**THE REQUEST:** Swap every occurrence of "pixel marker" in the data below for "point marker", and leave all other text as it is.

[Dataset records about object locations]
● ● ● ●

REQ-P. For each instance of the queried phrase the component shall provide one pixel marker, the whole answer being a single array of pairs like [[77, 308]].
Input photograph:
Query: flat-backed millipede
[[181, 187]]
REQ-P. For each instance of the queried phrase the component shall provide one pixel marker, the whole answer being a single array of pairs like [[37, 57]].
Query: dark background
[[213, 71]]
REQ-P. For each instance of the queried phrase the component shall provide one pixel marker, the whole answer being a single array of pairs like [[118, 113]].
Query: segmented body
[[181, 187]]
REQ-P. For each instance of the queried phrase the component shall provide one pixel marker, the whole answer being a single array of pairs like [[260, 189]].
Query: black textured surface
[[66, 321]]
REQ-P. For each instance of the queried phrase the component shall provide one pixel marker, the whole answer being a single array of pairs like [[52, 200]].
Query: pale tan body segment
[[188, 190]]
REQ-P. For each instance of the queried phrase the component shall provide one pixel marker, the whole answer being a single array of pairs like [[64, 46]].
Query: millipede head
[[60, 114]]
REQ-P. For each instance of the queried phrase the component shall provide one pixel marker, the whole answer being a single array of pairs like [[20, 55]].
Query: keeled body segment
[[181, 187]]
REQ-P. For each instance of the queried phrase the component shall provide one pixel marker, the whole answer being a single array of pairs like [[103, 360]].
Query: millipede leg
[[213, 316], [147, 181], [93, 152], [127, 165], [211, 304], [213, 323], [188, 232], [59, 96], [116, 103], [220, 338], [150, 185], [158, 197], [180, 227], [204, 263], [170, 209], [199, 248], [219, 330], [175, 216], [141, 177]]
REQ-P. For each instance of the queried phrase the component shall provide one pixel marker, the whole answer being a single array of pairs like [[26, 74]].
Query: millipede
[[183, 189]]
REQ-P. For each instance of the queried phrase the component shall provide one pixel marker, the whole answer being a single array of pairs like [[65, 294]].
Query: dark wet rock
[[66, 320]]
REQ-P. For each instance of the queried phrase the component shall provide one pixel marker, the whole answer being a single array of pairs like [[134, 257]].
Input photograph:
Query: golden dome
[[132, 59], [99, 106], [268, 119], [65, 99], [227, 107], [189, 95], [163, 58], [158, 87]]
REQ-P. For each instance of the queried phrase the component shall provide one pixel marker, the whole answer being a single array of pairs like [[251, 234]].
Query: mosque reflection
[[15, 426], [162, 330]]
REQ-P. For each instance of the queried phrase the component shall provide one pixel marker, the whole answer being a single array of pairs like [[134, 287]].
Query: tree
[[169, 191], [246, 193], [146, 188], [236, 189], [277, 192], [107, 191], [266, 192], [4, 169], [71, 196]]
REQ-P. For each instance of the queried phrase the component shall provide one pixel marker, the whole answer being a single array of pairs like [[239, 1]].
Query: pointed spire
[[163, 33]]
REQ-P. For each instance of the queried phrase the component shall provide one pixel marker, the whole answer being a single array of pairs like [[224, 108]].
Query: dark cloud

● ● ● ●

**ANSWER:**
REQ-P. For each instance of the queried phrase the component shall provide one point marker, the whole answer being a single array of pairs like [[77, 308]].
Input photograph:
Query: flat-backed millipede
[[181, 187]]
REQ-P. For each instance of the queried phrase the component shall provide one point marker, the whole answer being a single array of pairs like [[37, 57]].
Query: dark background
[[213, 71]]
REQ-P. For each instance of the queried phrase the component shall provide one point marker, the whole answer being a single array of pairs like [[118, 113]].
Query: segmented body
[[181, 187]]
REQ-P. For each instance of the queried phrase the component shall provide one point marker, the whole answer being a single array of pairs like [[260, 189]].
Query: black textured surface
[[66, 321]]
REQ-P. For each instance of the queried phrase the component shall provide one point marker, the whole answer being a single array of pairs like [[52, 200]].
Query: pale tan body segment
[[188, 190]]
REQ-P. For each instance of the queried phrase the component shall provide one point marker, the whole answer being a single array of pairs like [[64, 46]].
Query: millipede head
[[60, 114]]
REQ-P. For each instance of the queried phrase the component shall provide one point marker, the whole answer being a single array of pairs like [[20, 55]].
Query: keeled body segment
[[181, 187]]
REQ-P. For each instance of the queried phrase the component shall provide one point marker, the whole answer being a single array of pairs like [[103, 360]].
Query: millipede leg
[[213, 316], [147, 181], [93, 152], [127, 165], [211, 304], [213, 323], [188, 232], [59, 96], [116, 103], [220, 338], [150, 185], [158, 197], [180, 227], [204, 263], [170, 209], [199, 248], [219, 330], [175, 216], [141, 177]]
REQ-P. For each instance of the queried phrase the component shall provide one point marker, the whole answer being a single array of pairs like [[26, 74]].
Query: millipede
[[183, 189]]
REQ-P. For each instance of the queried phrase the component shall provide one point marker, the whole answer being a single array of pairs like [[65, 294]].
Query: dark wet rock
[[66, 320]]
REQ-P. For each instance of the queried phrase the component shall provide one point marker, the whole answer being a single array of pairs like [[134, 257]].
Input photograph:
Query: golden dome
[[132, 59], [99, 106], [268, 119], [65, 99], [227, 107], [189, 95], [163, 58], [158, 87]]
REQ-P. For each instance of the queried phrase the component shall provide one point marker, the whole answer being a single array of pairs like [[251, 234]].
Query: mosque reflection
[[15, 426], [162, 330]]
REQ-P. For each instance of the queried phrase the component shall provide one point marker, the whole answer being a single array of pairs like [[134, 287]].
Query: tree
[[169, 191], [246, 193], [146, 188], [236, 189], [277, 192], [107, 191], [266, 192], [4, 169], [71, 196]]
REQ-P. For each instance of the queried phrase the component shall provide one point marker, the whole answer being a single array of pairs like [[239, 1]].
Query: pointed spire
[[163, 33]]
REQ-P. For each instance of the queried phrase the component shall provide one point marker, the whole answer being a single array of pairs like [[224, 108]].
Query: dark cloud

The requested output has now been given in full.